**Text:**
Content starts
Like Yogi said, 'It ain’t over'
Laurence Peter Berra. “Yogi,” as he is better known, was the transcendent catcher for the New York Yankees, a baseball team that was the epitome of the American culture after World War II and deep into the twentieth century. Yogi was a once-in-a-lifetime baseball talent but also famous for saying charming nonsensical quotes such as “It ain’t over till it’s over.”
Like COVID. It ain’t over.
For most things in life especially in the sporting world there is a start and there is a finish. The checkered flag indicates that the race is over in NASCAR. The mournful foghorn ends a soccer match.
Unlike sports, we don’t have any clear markers signaling the end of the pandemic. There will be no magical date, no running down of the clock, no switch of the calendar after which the pandemic will no longer be here. This issue is especially problematic with the emergence of virulent mutations that could well be more lethal than the pandemic nightmare we are living in.
We are well advised to be prudent and watchful and on guard. Listen to credentialed organizations such as the Centers for Disease Control and Prevention (the CDC) and the infectious disease experts at the National Institutes of Health.
But the buck stops with us. Is a trip to some exotic part of the world worth it when even the experts cannot anticipate the implications of the viral pandemic?
Yes, we are all sick and tired of this pandemic thing. There was a jubilant celebration that reasonably safe and effective vaccines would finally return us to the Land of Normal. But then something happened on the way to the airport. And that thing was a curveball from COVID. So what would Yogi say about that?
He would probably advise us not to count our chickens, to take that fork in the road, and that none of us can predict the future. And the virus will not simply disappear. We need to be vigilant. We will not suddenly wake up one day and there will be a “peace treaty” with COVID.
It is highly unlikely that there will be an an event, a circumstance after which we can breathe a sigh of relief, tear off our two masks, and get on with life.
According to some experts there will be a slow slog with fits and starts, and, like seasonal flu, COVID will always be with us to some extent.
So how will we know when it’s over? How will we know when we can get back to some semblance of normalcy as we once know it? The answer is this: we will never know for sure.
Content ends
(Dataset entries)
Content starts
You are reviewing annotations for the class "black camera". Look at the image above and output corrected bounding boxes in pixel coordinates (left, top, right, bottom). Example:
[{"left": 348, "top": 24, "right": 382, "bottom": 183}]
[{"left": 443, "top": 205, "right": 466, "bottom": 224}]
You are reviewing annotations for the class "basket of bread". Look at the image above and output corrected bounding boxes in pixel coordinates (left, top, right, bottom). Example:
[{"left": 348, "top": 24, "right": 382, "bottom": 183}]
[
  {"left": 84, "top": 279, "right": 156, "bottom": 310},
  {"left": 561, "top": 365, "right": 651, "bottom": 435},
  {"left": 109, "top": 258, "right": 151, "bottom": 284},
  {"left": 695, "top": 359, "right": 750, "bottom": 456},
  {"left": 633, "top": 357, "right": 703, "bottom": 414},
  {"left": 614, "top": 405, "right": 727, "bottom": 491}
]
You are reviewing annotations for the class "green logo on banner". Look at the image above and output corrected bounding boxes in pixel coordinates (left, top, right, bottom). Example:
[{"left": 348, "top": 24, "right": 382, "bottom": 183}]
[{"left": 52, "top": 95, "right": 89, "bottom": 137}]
Content ends
**Assigned task 1:**
Answer these questions using the Yogi Berra and COVID essay.
(a) What team did Yogi Berra play catcher for?
(b) What signals that a NASCAR race is over?
(c) Whose guidance does the essay tell readers to listen to?
**Assigned task 2:** Pick up the Yogi Berra and COVID essay after its last sentence and write its next few paragraphs.

**Task output 1:**
(a) The New York Yankees.
(b) The checkered flag.
(c) Credentialed organizations such as the Centers for Disease Control and Prevention (the CDC) and the infectious disease experts at the National Institutes of Health.

**Task output 2:**
Let me share a medical example. We may live in some fear that any new ache or pain or sneeze could be COVID, and anyone showing up in the ER with vague symptoms will be assumed COVID positive until tests prove otherwise. But let us look at what is now happening as a cloudy vision of what the future might look like:
If the vaccination rate and the number of patients in the hospitals continue to look favorable, restaurants will lighten some of their restrictions. Patrons may be limited to 75% of occupancy with limited traffic at the bar. Some restaurants will continue to restrict dining hours to approximately 90 minutes per table. A marketing tool will be for restaurants to document that they follow CDC guidelines and theirs is a safe place in which to dine.
Corporations will loosen restrictions on face-to-face meetings with a limited number of encounters spaced by six feet in boardrooms and meeting rooms. Some industries may encourage face-to-face interchange from a standpoint of collaboration and synergy. Haven’t we all had enough of Zoom meetings for a while? Business travel may resume somewhat.
If resorts and attractive venues can market themselves as a COVID-free zone with aggressive mitigation methods, they will have a tremendous marketing advantage. And vacations may resume.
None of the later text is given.